#### Passage cité ####
Formation permanente 2025: la synodalité en question(s)

Formation permanente 2025: la synodalité en question(s)

Le dernier synode voulu par le pape François avait pour thème la synodalité. Alors que l’Église catholique était encore endeuillée par la mort du Saint Père, c’est justement le sujet qu’avait choisi le Service diocésain de la formation pour sa session annuelle organisée à Mons.

L’objectif premier du fameux «synode sur la synodalité» était de faire l’expérience de se mettre ensemble à l’écoute de l’Esprit Saint afin de discerner les chemins pour une Église qui soit davantage synodale, comme l’a rappelé Stanislas Deprez, président du service formation. Pour faire cette expérience et répondre à un certain nombre de questions, il y a eu une phase diocésaine –à laquelle vous avez peut-être participé–, une phase nationale, une phase continentale et enfin deux assemblées à Rome, en 2023 et 2024.

Bien sûr, synthétiser l’une après l’autre ces étapes a inévitablement simplifié les contributions, gommé en partie les différences et les divergences. Mais cette «décantation» a débouché sur un document final qu’il convient de digérer, de s’approprier et de commencer à mettre en œuvre. Et surtout, le processus lui-même a été un exercice bien réel de synodalité et a ainsi mis l’Église en marche. Lors de la première journée de la session de formation, qui se tenait les 29 et 30 avril dans les bâtiments de la FUCaM, théorie et témoignages se sont entrecroisés pour creuser cette notion de synodalité.

Histoire de l’autorité

Si la synodalité implique notamment de s’écouter dans le but de mieux marcher ensemble, elle se frotte alors immanquablement à la notion d’autorité. C’est Philippe Scieur, professeur de sociologie à l’UCLouvain FUCaM-Mons et spécialiste des organisations, qui s’est attardé pour les participants sur l’évolution du rapport à l’autorité dans les sociétés occidentales, et plus particulièrement en Europe, du 19e siècle à nos jours.

En décortiquant les modèles qui se succèdent au fil du temps, on se rend ainsi compte que le modèle de l’entreprise s’est imposé au cours de l’ère industrielle: l’autorité est basée sur un principe de rationalité absolue, on assiste à l’émergence d’une société de classes, au productivisme et à l’efficacité administrative, c’est «une place pour chacun et chacun à sa place». Le film «Les temps modernes» de Charlie Chaplin (1936), poussant la démonstration jusqu’à l’absurde, en est une parfaite illustration.
#### Les enregistrements ####
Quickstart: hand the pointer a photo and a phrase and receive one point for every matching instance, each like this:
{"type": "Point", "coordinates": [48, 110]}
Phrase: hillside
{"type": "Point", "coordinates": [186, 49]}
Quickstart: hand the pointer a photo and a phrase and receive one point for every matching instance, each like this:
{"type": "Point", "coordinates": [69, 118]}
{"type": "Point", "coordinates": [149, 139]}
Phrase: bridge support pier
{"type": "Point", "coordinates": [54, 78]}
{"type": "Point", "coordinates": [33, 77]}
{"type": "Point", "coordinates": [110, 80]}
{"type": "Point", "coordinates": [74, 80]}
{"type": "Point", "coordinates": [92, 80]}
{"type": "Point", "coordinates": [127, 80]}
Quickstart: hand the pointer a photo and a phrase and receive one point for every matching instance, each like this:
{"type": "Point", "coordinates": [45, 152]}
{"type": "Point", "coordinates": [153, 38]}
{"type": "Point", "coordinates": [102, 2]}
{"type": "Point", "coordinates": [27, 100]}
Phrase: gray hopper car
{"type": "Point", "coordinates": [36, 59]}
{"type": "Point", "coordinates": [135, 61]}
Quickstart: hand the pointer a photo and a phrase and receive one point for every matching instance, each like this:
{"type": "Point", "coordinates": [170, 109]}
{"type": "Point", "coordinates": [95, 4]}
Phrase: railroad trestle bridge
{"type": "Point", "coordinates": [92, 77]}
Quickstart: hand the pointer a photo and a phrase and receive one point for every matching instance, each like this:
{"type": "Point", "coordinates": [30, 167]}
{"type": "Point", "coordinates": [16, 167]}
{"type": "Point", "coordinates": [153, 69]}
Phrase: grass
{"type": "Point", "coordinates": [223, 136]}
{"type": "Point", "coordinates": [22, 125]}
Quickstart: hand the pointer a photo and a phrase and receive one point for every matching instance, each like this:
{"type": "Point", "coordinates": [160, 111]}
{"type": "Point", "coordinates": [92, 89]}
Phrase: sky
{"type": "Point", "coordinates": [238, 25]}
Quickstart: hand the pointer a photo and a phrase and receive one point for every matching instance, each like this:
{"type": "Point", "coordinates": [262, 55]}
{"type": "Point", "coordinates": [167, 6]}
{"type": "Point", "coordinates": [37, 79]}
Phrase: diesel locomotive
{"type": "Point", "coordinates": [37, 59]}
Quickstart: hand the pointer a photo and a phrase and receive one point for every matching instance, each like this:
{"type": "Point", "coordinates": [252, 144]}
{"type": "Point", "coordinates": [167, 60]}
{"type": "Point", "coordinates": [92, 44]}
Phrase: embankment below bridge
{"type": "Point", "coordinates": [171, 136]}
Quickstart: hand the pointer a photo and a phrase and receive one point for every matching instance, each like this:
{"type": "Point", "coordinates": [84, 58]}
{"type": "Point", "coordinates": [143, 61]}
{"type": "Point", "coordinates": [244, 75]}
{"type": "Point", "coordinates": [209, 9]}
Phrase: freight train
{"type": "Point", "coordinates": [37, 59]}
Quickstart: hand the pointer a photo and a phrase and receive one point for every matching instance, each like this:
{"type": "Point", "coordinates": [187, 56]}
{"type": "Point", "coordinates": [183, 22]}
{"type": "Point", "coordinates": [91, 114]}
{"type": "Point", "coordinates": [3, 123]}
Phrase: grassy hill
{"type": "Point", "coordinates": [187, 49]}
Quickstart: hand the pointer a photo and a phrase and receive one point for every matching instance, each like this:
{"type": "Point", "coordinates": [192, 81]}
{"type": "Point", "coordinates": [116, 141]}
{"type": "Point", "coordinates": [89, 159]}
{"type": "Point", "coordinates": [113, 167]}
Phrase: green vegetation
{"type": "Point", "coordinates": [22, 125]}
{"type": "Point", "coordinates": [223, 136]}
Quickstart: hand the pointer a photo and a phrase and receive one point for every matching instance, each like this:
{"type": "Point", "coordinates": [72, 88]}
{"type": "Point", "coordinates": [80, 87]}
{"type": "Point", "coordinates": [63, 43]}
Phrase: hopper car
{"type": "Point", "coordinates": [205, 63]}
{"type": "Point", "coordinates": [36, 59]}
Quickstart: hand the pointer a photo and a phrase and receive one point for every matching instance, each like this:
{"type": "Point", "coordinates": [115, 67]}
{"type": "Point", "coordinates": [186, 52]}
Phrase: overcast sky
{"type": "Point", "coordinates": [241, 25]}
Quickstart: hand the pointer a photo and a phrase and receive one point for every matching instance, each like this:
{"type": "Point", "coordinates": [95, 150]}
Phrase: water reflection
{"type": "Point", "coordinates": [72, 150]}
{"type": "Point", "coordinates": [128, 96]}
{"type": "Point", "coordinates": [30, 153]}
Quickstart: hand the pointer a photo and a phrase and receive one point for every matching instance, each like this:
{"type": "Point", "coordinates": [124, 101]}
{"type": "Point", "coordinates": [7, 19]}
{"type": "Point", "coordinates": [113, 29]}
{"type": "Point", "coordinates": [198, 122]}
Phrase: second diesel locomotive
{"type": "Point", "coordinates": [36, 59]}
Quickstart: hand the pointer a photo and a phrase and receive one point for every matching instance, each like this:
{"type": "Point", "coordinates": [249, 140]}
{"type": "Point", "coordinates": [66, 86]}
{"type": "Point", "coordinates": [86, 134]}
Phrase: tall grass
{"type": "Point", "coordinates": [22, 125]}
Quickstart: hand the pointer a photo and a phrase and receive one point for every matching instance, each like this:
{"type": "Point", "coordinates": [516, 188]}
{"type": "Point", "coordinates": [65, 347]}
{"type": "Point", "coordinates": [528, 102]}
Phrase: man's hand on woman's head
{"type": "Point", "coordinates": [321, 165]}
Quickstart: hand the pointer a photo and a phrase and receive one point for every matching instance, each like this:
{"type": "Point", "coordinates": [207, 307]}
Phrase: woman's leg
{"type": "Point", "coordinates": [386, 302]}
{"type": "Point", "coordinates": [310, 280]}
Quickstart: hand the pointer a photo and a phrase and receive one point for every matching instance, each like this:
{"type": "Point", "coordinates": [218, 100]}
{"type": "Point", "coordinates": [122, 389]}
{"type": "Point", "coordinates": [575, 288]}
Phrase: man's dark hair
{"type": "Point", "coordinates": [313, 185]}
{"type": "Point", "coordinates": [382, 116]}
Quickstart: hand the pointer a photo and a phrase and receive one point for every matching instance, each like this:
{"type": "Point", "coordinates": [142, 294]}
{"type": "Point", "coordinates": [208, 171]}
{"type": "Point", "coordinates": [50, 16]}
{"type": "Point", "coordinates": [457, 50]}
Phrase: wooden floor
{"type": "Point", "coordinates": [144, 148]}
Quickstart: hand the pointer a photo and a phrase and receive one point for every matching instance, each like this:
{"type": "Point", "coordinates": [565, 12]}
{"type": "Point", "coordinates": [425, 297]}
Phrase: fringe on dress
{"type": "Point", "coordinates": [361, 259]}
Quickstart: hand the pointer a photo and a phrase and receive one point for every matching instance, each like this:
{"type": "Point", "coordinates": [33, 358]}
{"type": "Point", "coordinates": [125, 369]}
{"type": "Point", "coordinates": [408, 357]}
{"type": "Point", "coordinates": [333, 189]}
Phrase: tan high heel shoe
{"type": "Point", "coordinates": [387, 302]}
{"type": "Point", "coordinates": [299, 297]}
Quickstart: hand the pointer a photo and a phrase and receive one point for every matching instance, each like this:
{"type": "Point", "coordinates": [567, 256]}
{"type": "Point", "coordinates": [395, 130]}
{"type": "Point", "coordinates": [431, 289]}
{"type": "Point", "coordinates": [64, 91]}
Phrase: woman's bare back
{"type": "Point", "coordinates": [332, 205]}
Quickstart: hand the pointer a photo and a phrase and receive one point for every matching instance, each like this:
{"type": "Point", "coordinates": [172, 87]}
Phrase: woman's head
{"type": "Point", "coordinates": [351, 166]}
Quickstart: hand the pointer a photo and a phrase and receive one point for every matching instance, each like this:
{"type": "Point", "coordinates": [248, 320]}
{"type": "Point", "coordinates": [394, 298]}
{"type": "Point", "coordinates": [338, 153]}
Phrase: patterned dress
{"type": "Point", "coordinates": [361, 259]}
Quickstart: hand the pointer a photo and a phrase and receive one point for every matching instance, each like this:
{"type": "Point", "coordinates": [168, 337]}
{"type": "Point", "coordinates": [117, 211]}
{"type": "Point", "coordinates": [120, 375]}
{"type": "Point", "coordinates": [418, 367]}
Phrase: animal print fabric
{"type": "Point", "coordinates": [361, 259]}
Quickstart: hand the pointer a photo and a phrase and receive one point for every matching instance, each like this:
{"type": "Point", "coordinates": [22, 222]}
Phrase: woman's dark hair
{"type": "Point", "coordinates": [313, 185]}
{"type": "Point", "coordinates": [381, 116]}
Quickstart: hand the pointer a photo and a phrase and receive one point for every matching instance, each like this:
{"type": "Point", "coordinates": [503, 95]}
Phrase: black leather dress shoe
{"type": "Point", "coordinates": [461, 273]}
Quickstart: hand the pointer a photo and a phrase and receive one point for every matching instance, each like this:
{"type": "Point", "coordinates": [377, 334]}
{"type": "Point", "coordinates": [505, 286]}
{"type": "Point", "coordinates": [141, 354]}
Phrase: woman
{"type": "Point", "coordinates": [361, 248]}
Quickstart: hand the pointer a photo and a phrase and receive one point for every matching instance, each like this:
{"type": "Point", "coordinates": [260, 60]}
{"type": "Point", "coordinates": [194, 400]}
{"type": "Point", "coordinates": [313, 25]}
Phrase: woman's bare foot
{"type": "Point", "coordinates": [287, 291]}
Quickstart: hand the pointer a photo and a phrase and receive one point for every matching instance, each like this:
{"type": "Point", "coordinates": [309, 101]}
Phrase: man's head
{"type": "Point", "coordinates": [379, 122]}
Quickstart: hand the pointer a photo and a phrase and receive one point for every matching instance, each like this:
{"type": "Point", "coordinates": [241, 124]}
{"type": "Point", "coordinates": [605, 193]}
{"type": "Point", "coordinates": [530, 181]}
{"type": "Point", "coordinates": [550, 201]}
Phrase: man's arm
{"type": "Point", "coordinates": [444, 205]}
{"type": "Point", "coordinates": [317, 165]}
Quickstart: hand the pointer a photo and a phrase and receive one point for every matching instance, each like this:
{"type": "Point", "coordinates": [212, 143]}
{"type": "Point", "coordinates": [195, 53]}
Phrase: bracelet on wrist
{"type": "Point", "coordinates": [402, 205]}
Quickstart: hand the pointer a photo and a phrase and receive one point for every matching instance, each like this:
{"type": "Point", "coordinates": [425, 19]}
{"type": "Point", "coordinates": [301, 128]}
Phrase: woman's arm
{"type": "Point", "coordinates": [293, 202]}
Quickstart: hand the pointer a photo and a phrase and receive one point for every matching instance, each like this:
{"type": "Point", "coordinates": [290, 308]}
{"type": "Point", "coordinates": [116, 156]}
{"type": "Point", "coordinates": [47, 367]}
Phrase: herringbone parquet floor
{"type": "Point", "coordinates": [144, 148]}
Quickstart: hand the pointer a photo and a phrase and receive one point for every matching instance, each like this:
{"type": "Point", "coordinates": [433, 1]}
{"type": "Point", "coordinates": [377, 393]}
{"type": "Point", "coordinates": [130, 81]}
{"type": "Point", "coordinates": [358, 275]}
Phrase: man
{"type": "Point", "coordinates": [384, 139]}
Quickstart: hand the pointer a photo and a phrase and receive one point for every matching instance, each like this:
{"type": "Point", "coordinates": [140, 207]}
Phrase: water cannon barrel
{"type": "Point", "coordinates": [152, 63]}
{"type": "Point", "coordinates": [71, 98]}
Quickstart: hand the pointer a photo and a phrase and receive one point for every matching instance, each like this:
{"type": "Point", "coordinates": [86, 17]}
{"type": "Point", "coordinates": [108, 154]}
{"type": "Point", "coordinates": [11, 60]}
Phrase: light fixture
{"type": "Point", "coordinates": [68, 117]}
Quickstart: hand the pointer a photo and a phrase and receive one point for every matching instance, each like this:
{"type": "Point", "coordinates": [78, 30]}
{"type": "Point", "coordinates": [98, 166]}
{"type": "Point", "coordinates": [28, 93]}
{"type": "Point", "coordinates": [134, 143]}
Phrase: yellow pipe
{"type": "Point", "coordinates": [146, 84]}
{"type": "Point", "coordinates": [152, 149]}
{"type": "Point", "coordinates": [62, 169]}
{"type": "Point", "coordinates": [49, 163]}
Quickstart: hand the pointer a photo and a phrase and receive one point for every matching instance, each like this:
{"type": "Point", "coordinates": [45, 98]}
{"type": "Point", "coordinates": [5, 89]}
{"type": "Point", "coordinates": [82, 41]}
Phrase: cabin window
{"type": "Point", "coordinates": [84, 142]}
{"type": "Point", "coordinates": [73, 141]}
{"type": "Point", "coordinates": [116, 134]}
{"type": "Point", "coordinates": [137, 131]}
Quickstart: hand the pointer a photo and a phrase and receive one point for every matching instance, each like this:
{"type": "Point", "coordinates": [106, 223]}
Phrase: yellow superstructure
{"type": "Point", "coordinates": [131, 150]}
####
### Exercice proposé A
D'après l'article sur la formation permanente 2025, à quelles dates s'est tenue la session de formation dans les bâtiments de la FUCaM ?
### Exercice proposé B
Extrayez des enregistrements toutes les lignes où figure la chaîne « floor ».
Le texte et les enregistrements n'ont aucun lien entre eux.

### Résultat obtenu A
Les 29 et 30 avril.

### Résultat obtenu B
Phrase: wooden floor
Phrase: herringbone parquet floor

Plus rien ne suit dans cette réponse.